TASK DETAILS
In the records below, find the line containing "pole and report the position of each." and return it together with every later line, exactly as written; pictures are to be omitted.

GIVEN INFORMATION

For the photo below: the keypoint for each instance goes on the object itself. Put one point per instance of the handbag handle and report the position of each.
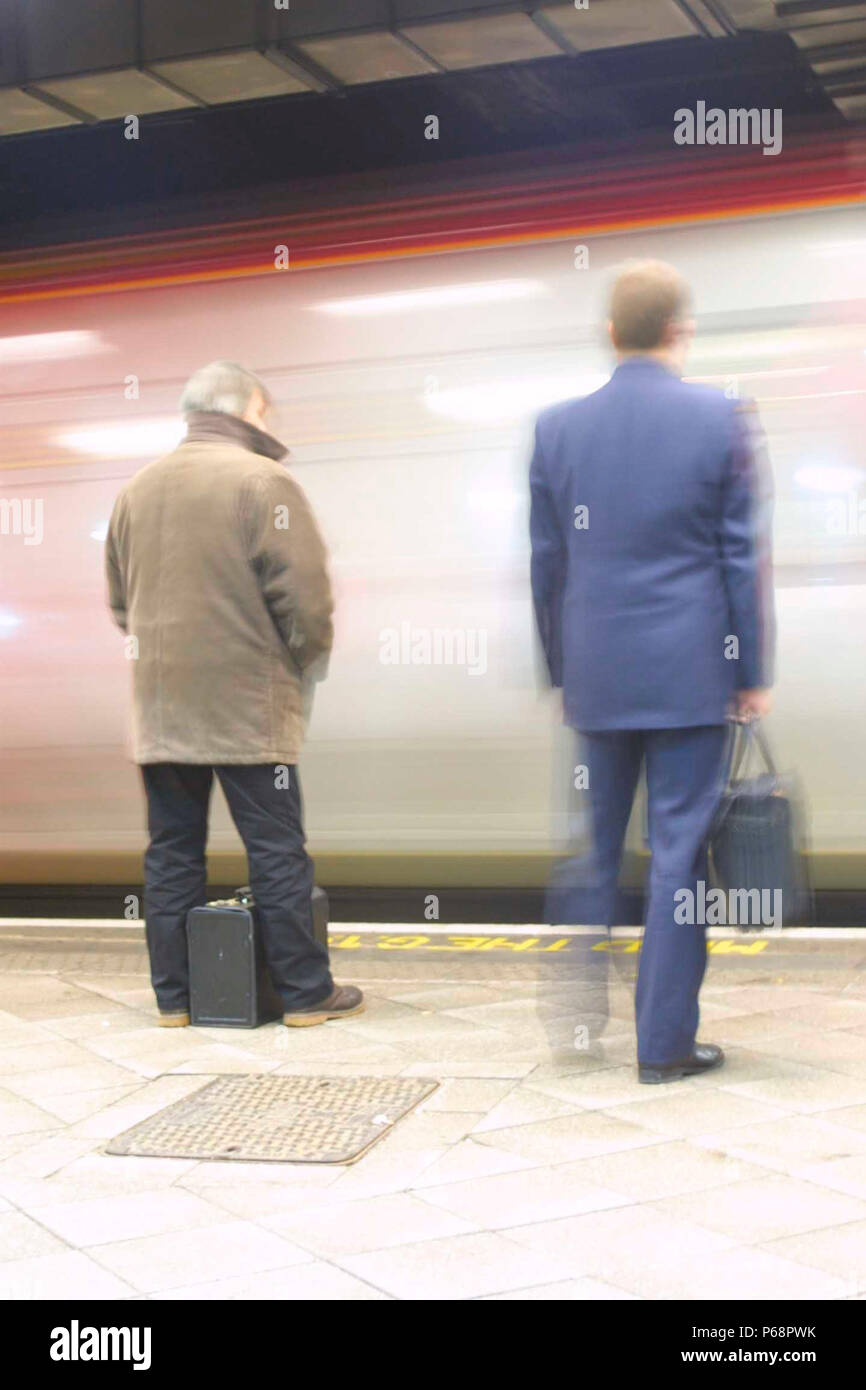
(745, 737)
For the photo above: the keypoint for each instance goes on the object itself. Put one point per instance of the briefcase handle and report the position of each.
(741, 740)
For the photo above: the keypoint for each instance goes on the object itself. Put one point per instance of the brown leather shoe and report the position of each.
(344, 1001)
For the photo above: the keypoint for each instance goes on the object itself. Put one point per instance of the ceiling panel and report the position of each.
(70, 38)
(171, 28)
(483, 41)
(366, 57)
(21, 113)
(110, 95)
(822, 35)
(230, 77)
(615, 22)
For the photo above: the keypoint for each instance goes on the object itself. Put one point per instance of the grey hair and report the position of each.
(224, 387)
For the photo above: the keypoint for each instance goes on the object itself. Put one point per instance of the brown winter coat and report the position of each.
(218, 576)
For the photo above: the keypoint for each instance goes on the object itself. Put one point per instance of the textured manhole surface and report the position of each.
(282, 1119)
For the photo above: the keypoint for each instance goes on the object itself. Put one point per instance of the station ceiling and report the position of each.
(97, 61)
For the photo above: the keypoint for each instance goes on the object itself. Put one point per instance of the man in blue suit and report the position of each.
(651, 608)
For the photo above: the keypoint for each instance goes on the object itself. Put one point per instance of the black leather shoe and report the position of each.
(705, 1055)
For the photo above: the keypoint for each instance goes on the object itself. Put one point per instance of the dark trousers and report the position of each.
(683, 787)
(268, 820)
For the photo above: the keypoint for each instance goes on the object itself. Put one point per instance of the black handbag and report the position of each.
(758, 840)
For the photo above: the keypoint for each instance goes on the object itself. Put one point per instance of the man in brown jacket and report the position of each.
(218, 576)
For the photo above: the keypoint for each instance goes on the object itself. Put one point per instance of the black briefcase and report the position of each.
(230, 984)
(758, 840)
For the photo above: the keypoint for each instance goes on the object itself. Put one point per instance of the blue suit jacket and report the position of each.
(638, 597)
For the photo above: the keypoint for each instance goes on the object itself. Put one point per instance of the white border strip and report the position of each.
(466, 929)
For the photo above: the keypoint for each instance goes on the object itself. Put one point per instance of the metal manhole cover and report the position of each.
(281, 1119)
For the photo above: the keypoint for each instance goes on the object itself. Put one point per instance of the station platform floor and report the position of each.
(538, 1169)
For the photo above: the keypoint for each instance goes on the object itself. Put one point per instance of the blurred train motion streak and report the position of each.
(406, 382)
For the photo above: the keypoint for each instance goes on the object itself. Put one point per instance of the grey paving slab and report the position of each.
(535, 1194)
(788, 1143)
(371, 1223)
(63, 1275)
(152, 1264)
(25, 1239)
(107, 1219)
(314, 1282)
(570, 1137)
(666, 1169)
(765, 1208)
(538, 1171)
(570, 1290)
(458, 1266)
(837, 1250)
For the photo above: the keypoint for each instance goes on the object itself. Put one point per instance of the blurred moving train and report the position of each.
(406, 389)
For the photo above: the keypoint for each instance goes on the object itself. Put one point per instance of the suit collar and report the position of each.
(642, 363)
(217, 427)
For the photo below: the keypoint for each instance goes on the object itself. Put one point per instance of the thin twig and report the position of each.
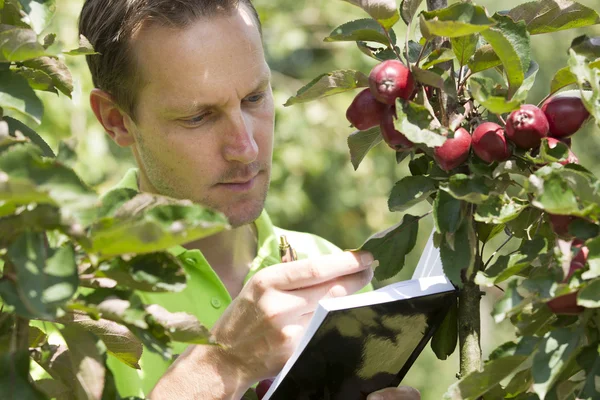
(496, 252)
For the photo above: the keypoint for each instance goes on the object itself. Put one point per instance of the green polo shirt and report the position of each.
(205, 295)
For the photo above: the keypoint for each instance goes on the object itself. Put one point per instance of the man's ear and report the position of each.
(112, 118)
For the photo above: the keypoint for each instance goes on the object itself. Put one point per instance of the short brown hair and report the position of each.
(110, 24)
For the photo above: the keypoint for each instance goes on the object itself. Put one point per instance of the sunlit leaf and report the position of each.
(366, 29)
(360, 142)
(391, 246)
(329, 84)
(554, 15)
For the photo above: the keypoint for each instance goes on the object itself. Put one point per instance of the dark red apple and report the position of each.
(565, 115)
(489, 143)
(390, 80)
(566, 304)
(571, 158)
(395, 139)
(527, 126)
(263, 387)
(365, 111)
(454, 151)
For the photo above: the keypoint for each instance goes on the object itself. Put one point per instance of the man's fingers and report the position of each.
(343, 286)
(313, 271)
(396, 393)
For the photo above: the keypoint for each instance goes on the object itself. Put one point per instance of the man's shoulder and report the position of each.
(307, 244)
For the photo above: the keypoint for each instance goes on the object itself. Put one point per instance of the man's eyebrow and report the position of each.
(196, 107)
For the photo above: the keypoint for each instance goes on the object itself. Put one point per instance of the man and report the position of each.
(185, 85)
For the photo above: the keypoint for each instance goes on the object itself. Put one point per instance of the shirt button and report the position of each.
(191, 261)
(216, 303)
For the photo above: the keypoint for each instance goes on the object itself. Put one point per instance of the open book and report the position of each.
(358, 344)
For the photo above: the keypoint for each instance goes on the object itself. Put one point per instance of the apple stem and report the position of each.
(387, 34)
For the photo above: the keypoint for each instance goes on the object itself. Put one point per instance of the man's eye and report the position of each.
(255, 98)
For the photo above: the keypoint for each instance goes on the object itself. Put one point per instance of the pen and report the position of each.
(286, 252)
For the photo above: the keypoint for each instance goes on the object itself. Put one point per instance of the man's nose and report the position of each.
(239, 143)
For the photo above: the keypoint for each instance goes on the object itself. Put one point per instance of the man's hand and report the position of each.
(395, 393)
(263, 325)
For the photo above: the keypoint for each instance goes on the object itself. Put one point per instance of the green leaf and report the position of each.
(499, 209)
(460, 258)
(464, 48)
(445, 337)
(472, 189)
(14, 376)
(119, 341)
(180, 326)
(87, 362)
(40, 12)
(448, 213)
(589, 359)
(57, 70)
(485, 232)
(18, 44)
(508, 303)
(506, 266)
(150, 223)
(563, 77)
(510, 41)
(437, 57)
(587, 77)
(383, 11)
(15, 125)
(46, 278)
(360, 142)
(484, 58)
(153, 272)
(18, 99)
(589, 296)
(408, 9)
(32, 178)
(409, 191)
(583, 229)
(478, 383)
(481, 88)
(85, 48)
(414, 121)
(366, 29)
(457, 20)
(587, 46)
(553, 15)
(557, 348)
(428, 77)
(391, 246)
(329, 84)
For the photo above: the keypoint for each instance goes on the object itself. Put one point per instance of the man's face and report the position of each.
(204, 116)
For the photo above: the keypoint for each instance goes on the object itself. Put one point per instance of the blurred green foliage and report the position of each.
(314, 187)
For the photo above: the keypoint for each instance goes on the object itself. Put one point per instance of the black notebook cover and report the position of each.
(360, 350)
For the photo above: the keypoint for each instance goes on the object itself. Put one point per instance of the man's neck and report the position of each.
(230, 253)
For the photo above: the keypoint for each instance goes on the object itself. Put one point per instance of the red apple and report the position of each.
(365, 111)
(571, 158)
(263, 387)
(566, 304)
(565, 115)
(454, 151)
(390, 80)
(489, 142)
(527, 126)
(395, 139)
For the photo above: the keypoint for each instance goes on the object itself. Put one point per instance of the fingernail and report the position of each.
(366, 258)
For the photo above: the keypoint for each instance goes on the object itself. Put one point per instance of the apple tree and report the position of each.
(491, 166)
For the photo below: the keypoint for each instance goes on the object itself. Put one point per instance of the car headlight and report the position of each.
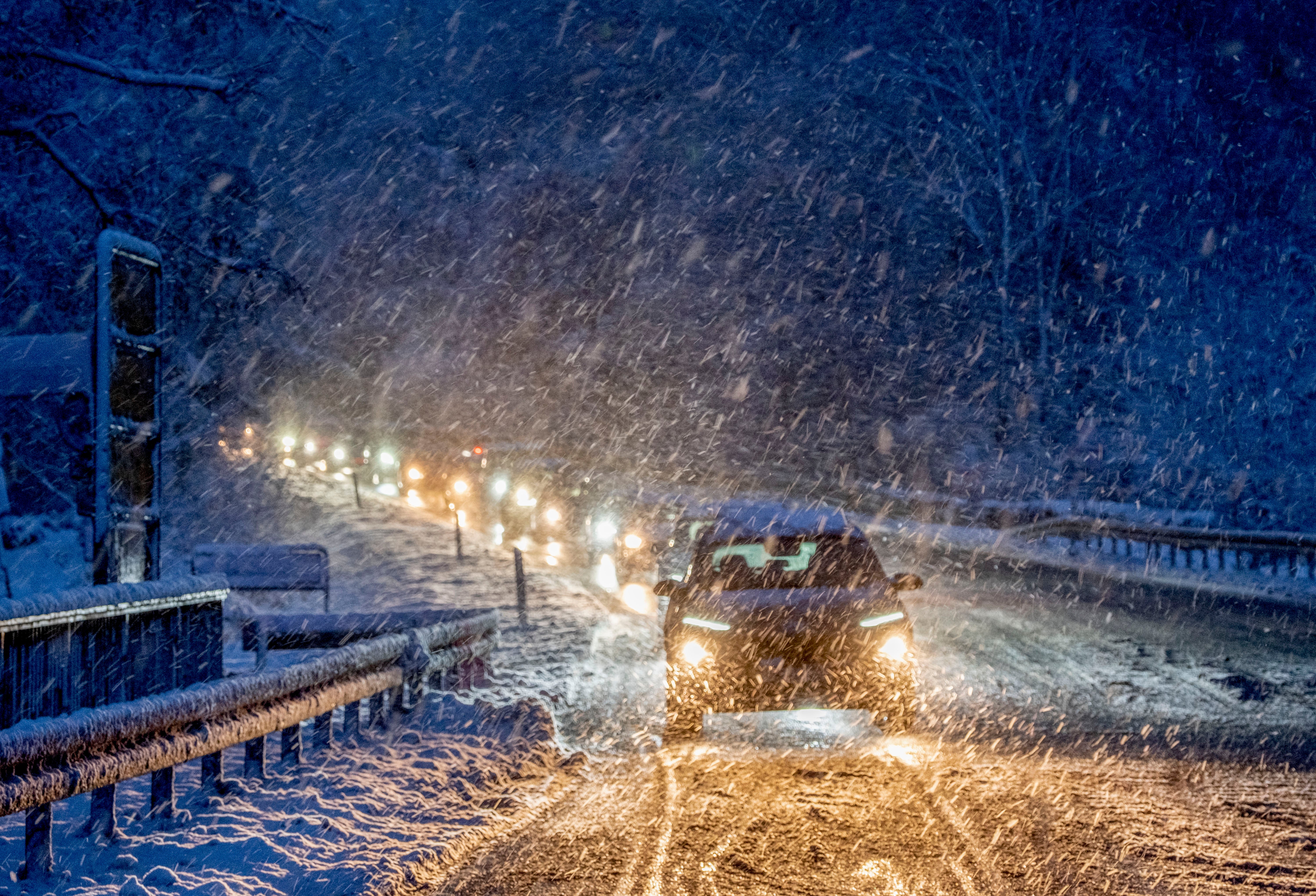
(694, 653)
(706, 624)
(873, 621)
(895, 648)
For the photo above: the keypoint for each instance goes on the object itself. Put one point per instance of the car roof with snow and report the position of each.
(770, 519)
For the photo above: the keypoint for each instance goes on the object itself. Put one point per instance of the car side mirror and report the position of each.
(669, 589)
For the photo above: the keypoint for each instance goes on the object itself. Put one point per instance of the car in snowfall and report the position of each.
(787, 610)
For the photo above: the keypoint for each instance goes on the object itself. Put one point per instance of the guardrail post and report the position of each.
(262, 645)
(291, 744)
(37, 848)
(162, 793)
(212, 773)
(102, 816)
(323, 731)
(472, 674)
(520, 586)
(253, 765)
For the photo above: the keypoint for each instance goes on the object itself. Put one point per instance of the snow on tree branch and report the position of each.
(32, 132)
(131, 75)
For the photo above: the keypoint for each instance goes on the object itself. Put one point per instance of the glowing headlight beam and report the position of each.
(894, 648)
(706, 624)
(694, 653)
(873, 621)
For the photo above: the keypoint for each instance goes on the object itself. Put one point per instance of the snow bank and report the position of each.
(120, 595)
(348, 822)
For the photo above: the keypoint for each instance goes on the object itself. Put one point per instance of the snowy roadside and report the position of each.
(997, 545)
(362, 818)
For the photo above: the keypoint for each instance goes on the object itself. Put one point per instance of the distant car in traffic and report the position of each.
(787, 611)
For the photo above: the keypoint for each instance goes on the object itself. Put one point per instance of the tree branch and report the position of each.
(108, 210)
(32, 132)
(131, 75)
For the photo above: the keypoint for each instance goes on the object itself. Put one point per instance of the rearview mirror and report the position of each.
(669, 589)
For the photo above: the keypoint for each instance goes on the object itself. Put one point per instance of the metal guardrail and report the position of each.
(1285, 555)
(93, 751)
(108, 644)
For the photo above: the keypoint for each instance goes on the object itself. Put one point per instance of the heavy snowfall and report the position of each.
(609, 318)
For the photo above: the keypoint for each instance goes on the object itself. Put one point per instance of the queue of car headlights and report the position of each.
(894, 648)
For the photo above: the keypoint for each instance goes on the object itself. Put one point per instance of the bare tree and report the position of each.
(997, 140)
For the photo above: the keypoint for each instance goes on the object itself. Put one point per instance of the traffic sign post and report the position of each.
(128, 410)
(107, 458)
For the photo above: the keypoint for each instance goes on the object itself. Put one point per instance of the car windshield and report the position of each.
(787, 562)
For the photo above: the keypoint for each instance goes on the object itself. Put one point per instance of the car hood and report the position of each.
(789, 607)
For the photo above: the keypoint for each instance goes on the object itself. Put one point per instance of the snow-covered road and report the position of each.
(1068, 743)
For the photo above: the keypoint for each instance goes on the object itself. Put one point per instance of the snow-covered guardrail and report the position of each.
(1286, 555)
(108, 644)
(93, 751)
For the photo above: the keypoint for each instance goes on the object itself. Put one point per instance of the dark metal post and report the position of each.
(102, 820)
(378, 707)
(212, 773)
(323, 731)
(36, 840)
(162, 793)
(520, 586)
(291, 744)
(253, 765)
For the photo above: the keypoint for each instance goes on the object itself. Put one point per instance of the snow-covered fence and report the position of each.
(108, 644)
(1290, 555)
(949, 510)
(93, 751)
(324, 631)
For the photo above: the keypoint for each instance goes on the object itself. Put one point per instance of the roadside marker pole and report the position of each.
(520, 586)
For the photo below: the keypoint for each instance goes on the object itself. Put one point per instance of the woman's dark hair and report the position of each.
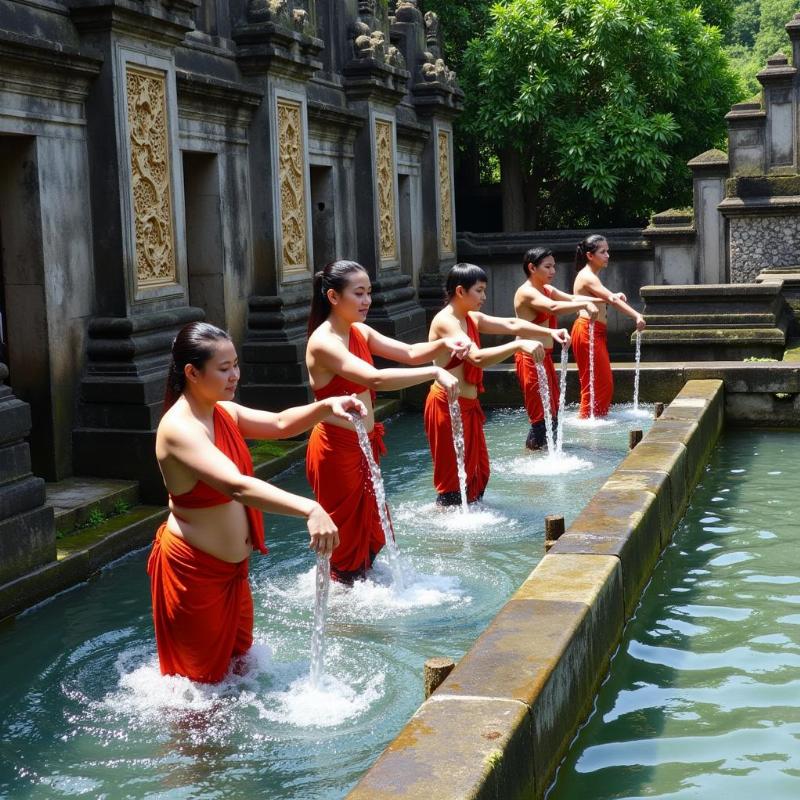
(588, 245)
(194, 344)
(466, 275)
(333, 276)
(535, 256)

ANSWER BOX
For the photo above: the keypoint for each instance goes on the object itself. Put one point per instance of the roadside marker pole and report the position of each.
(520, 586)
For the photo below: the keypoint for each instance goes on the object itself. Put one point per instance of the woman's dark hair and report the position of each.
(588, 245)
(194, 344)
(466, 275)
(333, 276)
(535, 256)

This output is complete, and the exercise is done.